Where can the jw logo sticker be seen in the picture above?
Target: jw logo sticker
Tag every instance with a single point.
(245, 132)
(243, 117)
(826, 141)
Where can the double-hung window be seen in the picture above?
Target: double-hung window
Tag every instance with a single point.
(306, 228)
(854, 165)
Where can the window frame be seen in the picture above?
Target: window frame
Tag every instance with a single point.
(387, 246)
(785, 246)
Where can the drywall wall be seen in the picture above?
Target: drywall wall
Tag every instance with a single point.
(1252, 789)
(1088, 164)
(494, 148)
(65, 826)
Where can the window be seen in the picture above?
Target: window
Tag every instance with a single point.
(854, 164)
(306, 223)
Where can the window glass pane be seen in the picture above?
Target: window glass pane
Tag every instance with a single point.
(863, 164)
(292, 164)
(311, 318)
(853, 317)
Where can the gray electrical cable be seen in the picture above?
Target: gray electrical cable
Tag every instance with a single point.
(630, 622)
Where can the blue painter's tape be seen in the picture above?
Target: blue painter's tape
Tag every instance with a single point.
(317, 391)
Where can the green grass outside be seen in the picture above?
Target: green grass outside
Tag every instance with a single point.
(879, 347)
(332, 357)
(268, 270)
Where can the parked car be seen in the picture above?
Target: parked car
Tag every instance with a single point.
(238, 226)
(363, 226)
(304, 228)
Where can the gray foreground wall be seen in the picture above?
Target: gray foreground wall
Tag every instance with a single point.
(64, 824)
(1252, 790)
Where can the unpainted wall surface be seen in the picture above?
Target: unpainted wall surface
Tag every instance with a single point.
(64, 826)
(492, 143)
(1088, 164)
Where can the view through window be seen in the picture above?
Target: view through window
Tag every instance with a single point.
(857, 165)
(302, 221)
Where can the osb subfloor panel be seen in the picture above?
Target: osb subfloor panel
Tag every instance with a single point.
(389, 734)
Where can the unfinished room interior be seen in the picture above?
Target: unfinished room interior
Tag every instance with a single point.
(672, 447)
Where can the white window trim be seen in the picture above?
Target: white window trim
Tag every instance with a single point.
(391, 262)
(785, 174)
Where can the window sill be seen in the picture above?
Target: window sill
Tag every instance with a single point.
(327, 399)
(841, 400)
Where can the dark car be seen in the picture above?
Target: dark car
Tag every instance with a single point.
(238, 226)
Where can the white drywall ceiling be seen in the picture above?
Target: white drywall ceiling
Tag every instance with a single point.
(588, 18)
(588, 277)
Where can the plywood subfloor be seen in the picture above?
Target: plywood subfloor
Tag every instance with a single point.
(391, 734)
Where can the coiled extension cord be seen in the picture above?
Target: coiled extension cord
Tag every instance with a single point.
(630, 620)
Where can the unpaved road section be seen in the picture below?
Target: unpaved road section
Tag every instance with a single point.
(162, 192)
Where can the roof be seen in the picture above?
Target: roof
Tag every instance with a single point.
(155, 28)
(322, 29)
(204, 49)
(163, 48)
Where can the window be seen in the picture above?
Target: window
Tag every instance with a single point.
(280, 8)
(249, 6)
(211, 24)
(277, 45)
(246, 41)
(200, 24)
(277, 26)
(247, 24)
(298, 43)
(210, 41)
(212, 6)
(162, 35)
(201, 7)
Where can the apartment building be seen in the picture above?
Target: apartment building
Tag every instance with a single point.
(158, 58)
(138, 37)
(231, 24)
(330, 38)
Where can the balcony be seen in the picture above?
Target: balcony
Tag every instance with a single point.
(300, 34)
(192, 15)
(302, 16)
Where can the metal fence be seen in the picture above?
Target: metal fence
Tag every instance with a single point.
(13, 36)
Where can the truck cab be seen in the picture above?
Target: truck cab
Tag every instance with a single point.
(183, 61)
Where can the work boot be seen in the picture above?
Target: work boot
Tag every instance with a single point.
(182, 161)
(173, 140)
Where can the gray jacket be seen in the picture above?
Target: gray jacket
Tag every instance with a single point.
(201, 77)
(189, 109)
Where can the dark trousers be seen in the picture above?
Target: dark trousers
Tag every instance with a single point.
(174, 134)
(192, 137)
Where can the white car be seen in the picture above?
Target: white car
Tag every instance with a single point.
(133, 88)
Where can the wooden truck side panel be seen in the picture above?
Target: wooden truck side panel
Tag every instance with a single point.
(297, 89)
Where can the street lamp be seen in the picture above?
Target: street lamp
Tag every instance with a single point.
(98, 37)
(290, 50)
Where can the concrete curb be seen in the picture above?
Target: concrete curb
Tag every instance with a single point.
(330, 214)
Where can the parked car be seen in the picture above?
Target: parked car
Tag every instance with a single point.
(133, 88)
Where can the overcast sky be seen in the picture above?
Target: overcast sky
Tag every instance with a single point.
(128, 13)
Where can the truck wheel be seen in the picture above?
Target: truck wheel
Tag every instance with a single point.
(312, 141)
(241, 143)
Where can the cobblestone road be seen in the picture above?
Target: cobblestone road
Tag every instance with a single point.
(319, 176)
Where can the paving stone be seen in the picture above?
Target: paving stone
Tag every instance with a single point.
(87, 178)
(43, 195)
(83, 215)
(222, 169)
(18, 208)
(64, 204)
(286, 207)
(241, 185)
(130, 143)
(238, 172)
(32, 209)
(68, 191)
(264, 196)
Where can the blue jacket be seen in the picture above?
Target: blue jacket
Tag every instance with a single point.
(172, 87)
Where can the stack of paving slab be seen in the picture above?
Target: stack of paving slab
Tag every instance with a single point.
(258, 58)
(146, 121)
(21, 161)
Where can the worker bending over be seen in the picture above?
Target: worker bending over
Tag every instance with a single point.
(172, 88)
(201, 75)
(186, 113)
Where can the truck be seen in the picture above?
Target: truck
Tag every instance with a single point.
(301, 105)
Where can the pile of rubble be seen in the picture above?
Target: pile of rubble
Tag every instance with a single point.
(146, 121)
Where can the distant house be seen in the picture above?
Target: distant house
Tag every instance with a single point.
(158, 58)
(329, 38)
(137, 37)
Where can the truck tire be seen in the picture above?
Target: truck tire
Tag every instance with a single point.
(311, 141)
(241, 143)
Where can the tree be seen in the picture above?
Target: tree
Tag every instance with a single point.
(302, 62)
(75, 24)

= = = =

Problem to work on:
Please copy out each record, character for character.

Solution to the exercise:
Where can the jw logo sticker be seen in the picture above?
Target: jw logo sticker
Tag every instance with a single point.
(245, 132)
(243, 117)
(826, 141)
Where can the double-hung window be seen in the picture above?
Target: double-hung window
Tag every instance with a single point.
(306, 228)
(854, 165)
Where can the window frame be seen in the picture above?
Target: window frame
Tag every instance with a single point.
(387, 246)
(785, 246)
Where can the drywall wall be seen in the picture above?
Target: drywall wall
Tag every instance with a single point.
(1252, 789)
(1088, 164)
(494, 148)
(65, 826)
Where can the window be seen in the picture above?
Target: window
Tag every instance with a single point.
(854, 164)
(306, 223)
Where can the window glass pane be seen in the picture above?
Target: window glass pane
Tag every instance with a single point.
(863, 164)
(292, 164)
(311, 318)
(853, 317)
Where can the gray electrical cable be seen in the picture above?
Target: gray electrical cable
Tag every instance with a single point.
(630, 622)
Where can the blue painter's tape be seen in the picture above?
Target: blue painter's tape
Tag every instance with a single point.
(317, 391)
Where can the green grass outside be seen in the picture above?
Target: green grass outside
Tag every instance with a single point.
(879, 347)
(332, 357)
(268, 270)
Where can the parked car be seen in the picture above?
Target: parked car
Tag every instance with a single point.
(238, 226)
(363, 226)
(304, 228)
Where can the gray foreground wall be seen in the picture above?
Target: gray foreground wall
Tag every instance with a single point.
(64, 824)
(1252, 790)
Where can the unpainted wall surface be seen in the picture above?
Target: unpainted wall surface
Tag every instance with a single point.
(64, 826)
(492, 143)
(1088, 164)
Where can the view through window be seen in the picture above?
Target: view through window
Tag every instance with a single point.
(857, 165)
(302, 221)
Where can the osb subfloor panel be seen in the picture above?
Target: osb subfloor panel
Tag every instance with a single point.
(389, 734)
Where can the unfinished room interior be seen in the picture above?
Target: unfinished room interior
Tag every instance with a single point.
(672, 447)
Where can the white window trim be seen in the picture above?
Target: white window trim
Tag every instance with a single point.
(391, 262)
(785, 174)
Where can the window sill be seen in the picture above?
Target: window sill
Tag every instance with a single point.
(327, 399)
(841, 400)
Where can the dark car be seen in the picture above?
Target: dark car
Tag every instance with a single point.
(238, 226)
Where can the white drywall ceiling be seen in the picture above?
Target: white drywall ceiling
Tag every instance with a single point.
(588, 18)
(588, 277)
Where can the plywood subfloor be seen in the picture above?
Target: plywood subfloor
Tag every instance with a single point.
(391, 734)
Where can the coiled extension cord be seen in the picture above?
Target: coiled extension cord
Tag every instance with a single point.
(630, 620)
Where can the unpaved road section be seen in the picture below?
Target: unpaved road section
Tag every instance with a single point.
(162, 192)
Where can the roof be seen in the picture above?
Target: roof
Tag every instance with a single point.
(155, 28)
(322, 29)
(204, 49)
(163, 48)
Where can the window be seen in the picture above?
Target: window
Tag every instance with a single point.
(280, 8)
(249, 6)
(211, 24)
(277, 45)
(246, 41)
(200, 24)
(277, 26)
(247, 24)
(298, 43)
(210, 41)
(212, 6)
(162, 35)
(201, 7)
Where can the apartment building be seen in the picture above?
Target: apartment building
Tag every instance with a single point.
(158, 58)
(138, 37)
(231, 24)
(330, 38)
Where can the balcony be seen in the picture above?
Target: balcony
Tag every instance with a single point.
(300, 34)
(192, 15)
(302, 16)
Where can the metal fence be seen in the picture above?
Target: metal fence
Tag every instance with a single point.
(13, 36)
Where can the truck cab be seen in the picture above?
Target: truck cab
Tag every instance with a single point.
(183, 61)
Where can the work boot be seen in the picture above?
Target: work boot
Tag every instance with a single point.
(182, 161)
(173, 140)
Where can the gray jacket be seen in the picture above?
Target: gray jacket
Tag every instance with a single point.
(201, 77)
(189, 109)
Where can the dark trousers be seen in the picture above?
Target: dark trousers
Tag every instance with a single point.
(174, 134)
(192, 137)
Where can the white car be seen in the picture above?
Target: white car
Tag every instance with a single point.
(133, 88)
Where can the wooden truck side panel be seen in the picture above?
Target: wooden truck side panel
Tag every instance with a single point.
(297, 89)
Where can the street lamp be seen in the picture above?
Target: street lamp
Tag every instance with a single point.
(98, 37)
(290, 50)
Where can the concrete curb be seen in the picture above?
Target: concrete curb
Tag every instance with a single point.
(330, 214)
Where can the parked car be seen in the picture above?
Target: parked car
Tag every instance with a single point.
(133, 88)
Where can the overcast sky be seen in the picture above?
Target: overcast sky
Tag every instance with a single point.
(128, 13)
Where can the truck wheel be seen in the picture above?
Target: truck wheel
Tag every instance with a single point.
(312, 141)
(241, 143)
Where can the cobblestone road be seen in the picture above?
Target: cobblestone road
Tag every instance with a single point.
(319, 176)
Where can the paving stone be seen in the picture above?
Target: paving stone
Tag every instance with a single point.
(87, 178)
(43, 195)
(83, 215)
(222, 169)
(18, 208)
(64, 204)
(286, 207)
(241, 185)
(130, 143)
(238, 172)
(32, 209)
(68, 191)
(264, 196)
Where can the blue jacket be seen in the picture above?
Target: blue jacket
Tag every instance with a single point.
(172, 87)
Where can the stack of paving slab be seen in the picture above?
Target: stack of paving slab
Tag every instance with a single point.
(258, 58)
(146, 121)
(21, 161)
Where can the worker bending over be seen in the picture above?
Target: worker bending over
Tag every instance with a single point.
(172, 88)
(201, 75)
(186, 113)
Where can the truck be seen in the picture above?
Target: truck
Tag every instance with a single point.
(301, 105)
Where can the pile of rubble be seen in the picture above?
Target: pile of rubble
Tag every instance with a single point.
(146, 121)
Where can the distant house be seen in the picture above?
Target: distant house
Tag every instance with a single point.
(158, 58)
(329, 38)
(137, 37)
Where can the truck tire be seen in the picture above?
Target: truck tire
Tag every instance with a single point.
(311, 141)
(241, 143)
Where can the tree be seen in the picture above?
Target: tree
Tag every instance with a single point.
(302, 62)
(75, 24)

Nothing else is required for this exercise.